REQUIREMENTS:
Lay out the data as a Markdown table with the columns Row and Entry, starting with the line that contains "Final verification step: confirm the presence of red" and going on through the line that contains "[124,87,147,125]". Number each row and leave out any blank lines.

INPUT RECORDS:

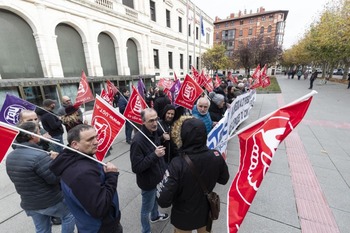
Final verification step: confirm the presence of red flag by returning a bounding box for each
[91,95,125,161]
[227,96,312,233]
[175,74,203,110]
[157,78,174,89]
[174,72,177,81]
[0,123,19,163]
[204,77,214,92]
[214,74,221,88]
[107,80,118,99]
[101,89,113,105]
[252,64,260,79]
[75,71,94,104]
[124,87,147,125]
...
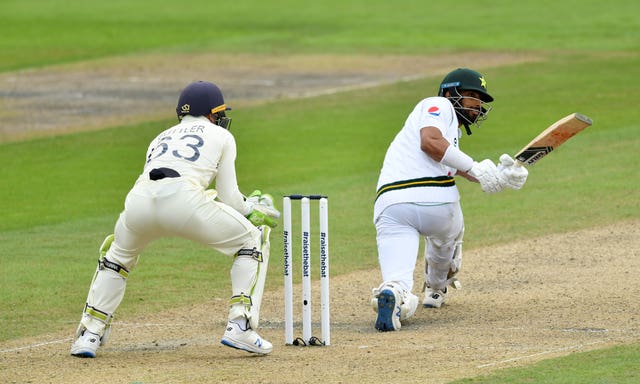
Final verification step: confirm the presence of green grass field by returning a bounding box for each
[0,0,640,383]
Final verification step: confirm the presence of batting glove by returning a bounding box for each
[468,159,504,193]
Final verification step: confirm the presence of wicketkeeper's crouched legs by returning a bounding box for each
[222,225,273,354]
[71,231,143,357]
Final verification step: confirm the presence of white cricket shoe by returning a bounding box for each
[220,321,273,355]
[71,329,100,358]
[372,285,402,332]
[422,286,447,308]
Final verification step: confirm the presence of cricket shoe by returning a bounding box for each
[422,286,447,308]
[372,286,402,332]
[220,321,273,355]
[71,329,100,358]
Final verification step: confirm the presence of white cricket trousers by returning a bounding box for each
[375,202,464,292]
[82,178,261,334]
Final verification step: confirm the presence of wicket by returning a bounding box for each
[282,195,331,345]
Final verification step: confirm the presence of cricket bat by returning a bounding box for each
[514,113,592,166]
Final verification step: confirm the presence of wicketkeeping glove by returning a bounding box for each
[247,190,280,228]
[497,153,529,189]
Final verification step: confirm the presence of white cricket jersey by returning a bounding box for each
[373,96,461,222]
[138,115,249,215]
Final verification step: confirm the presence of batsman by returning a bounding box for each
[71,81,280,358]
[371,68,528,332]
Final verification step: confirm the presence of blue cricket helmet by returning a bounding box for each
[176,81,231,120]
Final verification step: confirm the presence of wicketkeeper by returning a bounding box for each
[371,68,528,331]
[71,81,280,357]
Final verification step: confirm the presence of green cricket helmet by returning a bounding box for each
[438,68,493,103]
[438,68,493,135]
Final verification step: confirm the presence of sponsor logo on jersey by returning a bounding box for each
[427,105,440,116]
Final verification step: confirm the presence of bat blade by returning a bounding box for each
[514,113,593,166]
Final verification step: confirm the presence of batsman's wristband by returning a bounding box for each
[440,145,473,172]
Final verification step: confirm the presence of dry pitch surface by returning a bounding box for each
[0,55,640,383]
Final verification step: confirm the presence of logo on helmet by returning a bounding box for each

SOLVED EXERCISE:
| Row | Entry |
|---|---|
| 1 | Final verification step: confirm the presence of red flag by returning a bounding box for each |
| 2 | [91,95,125,161] |
| 3 | [227,96,312,233] |
| 4 | [175,74,203,110] |
| 5 | [157,78,174,89] |
| 6 | [174,72,177,81] |
| 7 | [0,123,19,163] |
| 8 | [204,77,214,92] |
| 9 | [214,74,221,88] |
| 10 | [107,80,118,99] |
| 11 | [101,89,113,105] |
| 12 | [252,64,260,79] |
| 13 | [75,71,94,104] |
| 14 | [124,87,147,125] |